Tarefas e exercícios -
(a) Responda com base no texto "Se é pra tombar, tombei!":
(i) O que os diários íntimos se tornaram?
(ii) Para onde rumava o escrivão na noite de Natal?
(iii) O que Nogueira, no máximo, se permite contar?
(b) Imprima, sem alterar nada, o trecho do texto "Se é pra tombar, tombei!" que se inicia com as palavras "segunda-feira, 3 de" e se encerra com "e, sobretudo, intimidades.".

Texto da página -
# # # # # # #
Revista Philomatica

segunda-feira, 3 de abril de 2017

Se é pra tombar, tombei!

Houve um tempo em que jovens pretensamente pudicas escreviam diários íntimos, que guardavam a sete chaves. As mães, zelosas, mas também curiosas, valiam-se de todas as artimanhas para ter acesso ao que pensavam tratar-se de segredos inimagináveis. Passadas mil e uma noites, vivemos a era do que se é “pra tombar, tombei” (adoro o neologismo!). Hoje, buscamos todos uma só coisa: tombar. Tombar implica causar, mas também abolir segredos, daí os diários tornaram-se públicos. Na internet, vidas são expostas sem qualquer cerimônia ou constrangimento. A tela do mundo virtual exibe de tudo: dieta, vestimenta, viagens, sonhos, decepções, vícios, virtudes, corpos e, sobretudo, intimidades.
Findo o parágrafo, as sinapses me trazem o conto machadiano Missa do Galo. Na noite de Natal, enquanto o escrivão rumava ao teatro - boa metonímia para uma maison de rendez-vous -, Nogueira, ébrio de Dumas, retira-se para a sala, onde passa a conversar com Conceição. Esta, de roupão, movimenta-se pela sala e, em dado momento, ao reclinar-se sobre a mesa, deixa entrever metade dos braços, muito claros, já que as mangas do roupão não estavam abotoadas. O leitor estético - como diria Eco -, num piscar de olhos apreende o erotismo que orbita a cena. Da cumplicidade aos cochichos, da mão no ombro a um suposto arrepio de frio e ao silêncio, tudo faz com que o leitor se envolva em uma atmosfera erótica e diáfana, ainda que os segredos não sejam descobertos. Nogueira, no máximo, permite-se contar as veias azuis que saltam do braço branco de Conceição.
“De vez em quando [Conceição] passava a língua pelos beiços, para umedecê-los.” Escrito em nossos dias, o conto machadiano ganharia uma pitada de Lars von Trier, com fendas abertas ao furor uterino. Nada de segredos; selfies de Nogueira e Conceição pipocariam na rede, internautas aventariam uma suposta traição, suposições outras seriam feitas e até mesmo a morte do escrivão por apoplexia seria creditada a Nogueira. Ou quem sabe o fim do escrivão não teria sido tramado pelos dois?
# # # # # # #
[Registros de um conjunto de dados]
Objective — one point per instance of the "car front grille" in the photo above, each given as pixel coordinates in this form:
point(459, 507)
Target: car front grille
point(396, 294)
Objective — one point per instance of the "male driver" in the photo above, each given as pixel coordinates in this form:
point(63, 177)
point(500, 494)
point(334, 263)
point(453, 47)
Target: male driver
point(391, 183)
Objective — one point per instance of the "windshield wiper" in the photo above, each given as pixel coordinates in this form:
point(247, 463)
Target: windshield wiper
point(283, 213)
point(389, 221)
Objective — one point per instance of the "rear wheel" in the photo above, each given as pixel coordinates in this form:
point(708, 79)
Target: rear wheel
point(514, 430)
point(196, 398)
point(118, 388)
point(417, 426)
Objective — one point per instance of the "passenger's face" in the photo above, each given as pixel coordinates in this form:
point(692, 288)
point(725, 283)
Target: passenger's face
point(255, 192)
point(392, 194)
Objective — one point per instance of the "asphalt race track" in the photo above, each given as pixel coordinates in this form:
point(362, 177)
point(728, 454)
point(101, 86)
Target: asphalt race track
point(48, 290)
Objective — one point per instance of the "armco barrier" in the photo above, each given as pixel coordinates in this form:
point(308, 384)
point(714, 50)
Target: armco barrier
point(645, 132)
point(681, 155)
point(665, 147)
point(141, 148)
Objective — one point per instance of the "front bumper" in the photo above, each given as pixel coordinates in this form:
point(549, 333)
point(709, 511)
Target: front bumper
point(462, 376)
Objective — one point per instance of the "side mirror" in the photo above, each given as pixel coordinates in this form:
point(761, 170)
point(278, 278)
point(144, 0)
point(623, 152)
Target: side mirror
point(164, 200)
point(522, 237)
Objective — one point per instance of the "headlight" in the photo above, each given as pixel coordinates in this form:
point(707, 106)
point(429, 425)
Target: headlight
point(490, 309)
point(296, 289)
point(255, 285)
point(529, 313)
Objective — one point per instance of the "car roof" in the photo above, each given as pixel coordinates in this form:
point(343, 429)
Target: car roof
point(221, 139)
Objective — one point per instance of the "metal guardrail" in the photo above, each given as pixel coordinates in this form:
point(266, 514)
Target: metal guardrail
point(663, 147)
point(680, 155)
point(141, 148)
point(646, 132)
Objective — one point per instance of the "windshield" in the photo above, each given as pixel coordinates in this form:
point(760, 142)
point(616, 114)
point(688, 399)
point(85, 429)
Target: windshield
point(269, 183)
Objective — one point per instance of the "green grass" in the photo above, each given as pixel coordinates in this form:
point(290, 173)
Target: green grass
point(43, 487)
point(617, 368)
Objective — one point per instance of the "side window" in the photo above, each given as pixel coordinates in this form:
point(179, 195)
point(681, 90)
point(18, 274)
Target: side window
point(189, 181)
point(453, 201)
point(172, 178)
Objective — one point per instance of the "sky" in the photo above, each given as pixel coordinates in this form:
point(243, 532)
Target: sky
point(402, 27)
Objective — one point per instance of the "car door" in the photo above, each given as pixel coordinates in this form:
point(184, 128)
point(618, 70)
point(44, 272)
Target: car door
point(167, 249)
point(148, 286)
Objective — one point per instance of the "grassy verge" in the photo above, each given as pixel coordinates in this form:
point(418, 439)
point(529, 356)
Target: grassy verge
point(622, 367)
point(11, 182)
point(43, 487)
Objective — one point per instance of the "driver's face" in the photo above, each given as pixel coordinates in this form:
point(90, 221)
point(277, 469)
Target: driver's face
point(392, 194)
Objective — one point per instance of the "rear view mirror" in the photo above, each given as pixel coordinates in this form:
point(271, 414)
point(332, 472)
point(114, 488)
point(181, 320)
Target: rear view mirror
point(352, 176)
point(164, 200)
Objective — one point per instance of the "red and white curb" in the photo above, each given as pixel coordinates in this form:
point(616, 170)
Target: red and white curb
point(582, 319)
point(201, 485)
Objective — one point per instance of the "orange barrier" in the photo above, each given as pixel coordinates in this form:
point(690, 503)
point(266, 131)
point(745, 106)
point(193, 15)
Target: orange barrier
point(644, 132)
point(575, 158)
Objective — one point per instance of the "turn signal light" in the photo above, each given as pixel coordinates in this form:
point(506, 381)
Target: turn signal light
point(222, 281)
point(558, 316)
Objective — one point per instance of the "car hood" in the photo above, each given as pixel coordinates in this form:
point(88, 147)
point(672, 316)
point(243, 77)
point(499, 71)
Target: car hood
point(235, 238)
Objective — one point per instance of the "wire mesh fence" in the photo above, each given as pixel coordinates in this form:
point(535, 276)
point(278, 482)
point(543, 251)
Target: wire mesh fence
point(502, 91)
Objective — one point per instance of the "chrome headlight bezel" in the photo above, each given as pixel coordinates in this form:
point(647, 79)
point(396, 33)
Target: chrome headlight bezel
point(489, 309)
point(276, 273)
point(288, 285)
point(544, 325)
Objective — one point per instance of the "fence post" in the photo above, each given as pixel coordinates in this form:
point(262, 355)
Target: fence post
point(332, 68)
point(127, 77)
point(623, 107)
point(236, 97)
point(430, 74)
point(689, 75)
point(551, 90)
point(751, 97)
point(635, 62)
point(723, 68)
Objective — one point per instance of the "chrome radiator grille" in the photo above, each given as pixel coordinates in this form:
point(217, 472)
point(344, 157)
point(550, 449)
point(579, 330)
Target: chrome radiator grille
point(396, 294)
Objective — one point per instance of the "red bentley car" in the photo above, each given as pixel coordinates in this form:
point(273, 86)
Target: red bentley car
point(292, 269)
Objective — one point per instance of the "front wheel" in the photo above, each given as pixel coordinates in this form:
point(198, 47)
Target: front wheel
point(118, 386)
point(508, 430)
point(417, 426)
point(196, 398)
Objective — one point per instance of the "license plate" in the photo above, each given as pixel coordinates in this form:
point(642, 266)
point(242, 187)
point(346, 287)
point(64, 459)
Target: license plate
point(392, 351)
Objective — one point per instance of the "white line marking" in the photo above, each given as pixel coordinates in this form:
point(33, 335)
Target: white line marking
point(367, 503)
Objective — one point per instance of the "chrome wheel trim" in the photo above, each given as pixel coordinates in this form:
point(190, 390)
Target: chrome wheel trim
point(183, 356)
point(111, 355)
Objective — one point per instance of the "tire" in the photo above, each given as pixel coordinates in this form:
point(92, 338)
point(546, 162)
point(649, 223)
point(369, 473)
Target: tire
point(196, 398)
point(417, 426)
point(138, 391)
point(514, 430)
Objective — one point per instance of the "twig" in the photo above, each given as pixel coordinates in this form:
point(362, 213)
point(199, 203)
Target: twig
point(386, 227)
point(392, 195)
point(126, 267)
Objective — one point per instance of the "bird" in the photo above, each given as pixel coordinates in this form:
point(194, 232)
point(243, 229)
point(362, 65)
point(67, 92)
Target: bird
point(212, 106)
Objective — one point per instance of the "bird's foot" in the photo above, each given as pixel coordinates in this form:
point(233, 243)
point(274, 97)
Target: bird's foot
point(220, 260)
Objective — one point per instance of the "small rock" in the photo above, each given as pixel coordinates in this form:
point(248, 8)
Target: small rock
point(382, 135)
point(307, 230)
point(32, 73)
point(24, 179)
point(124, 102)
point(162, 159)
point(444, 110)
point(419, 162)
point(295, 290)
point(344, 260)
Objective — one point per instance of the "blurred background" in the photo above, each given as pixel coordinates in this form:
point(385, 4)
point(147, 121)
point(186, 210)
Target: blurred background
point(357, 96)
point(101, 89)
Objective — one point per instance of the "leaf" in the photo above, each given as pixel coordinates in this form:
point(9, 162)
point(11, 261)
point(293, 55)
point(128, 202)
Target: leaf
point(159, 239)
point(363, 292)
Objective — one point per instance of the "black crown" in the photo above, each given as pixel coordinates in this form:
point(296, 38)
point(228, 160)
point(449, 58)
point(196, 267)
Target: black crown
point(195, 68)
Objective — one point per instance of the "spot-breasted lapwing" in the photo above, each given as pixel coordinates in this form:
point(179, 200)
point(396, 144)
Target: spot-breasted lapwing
# # # # # # #
Respostas do exercício -
(a)
(i) Tornaram-se públicos.
(ii) Ao teatro.
(iii) As veias azuis que saltam do braço branco de Conceição.

(b)
segunda-feira, 3 de abril de 2017

Se é pra tombar, tombei!

Houve um tempo em que jovens pretensamente pudicas escreviam diários íntimos, que guardavam a sete chaves. As mães, zelosas, mas também curiosas, valiam-se de todas as artimanhas para ter acesso ao que pensavam tratar-se de segredos inimagináveis. Passadas mil e uma noites, vivemos a era do que se é “pra tombar, tombei” (adoro o neologismo!). Hoje, buscamos todos uma só coisa: tombar. Tombar implica causar, mas também abolir segredos, daí os diários tornaram-se públicos. Na internet, vidas são expostas sem qualquer cerimônia ou constrangimento. A tela do mundo virtual exibe de tudo: dieta, vestimenta, viagens, sonhos, decepções, vícios, virtudes, corpos e, sobretudo, intimidades.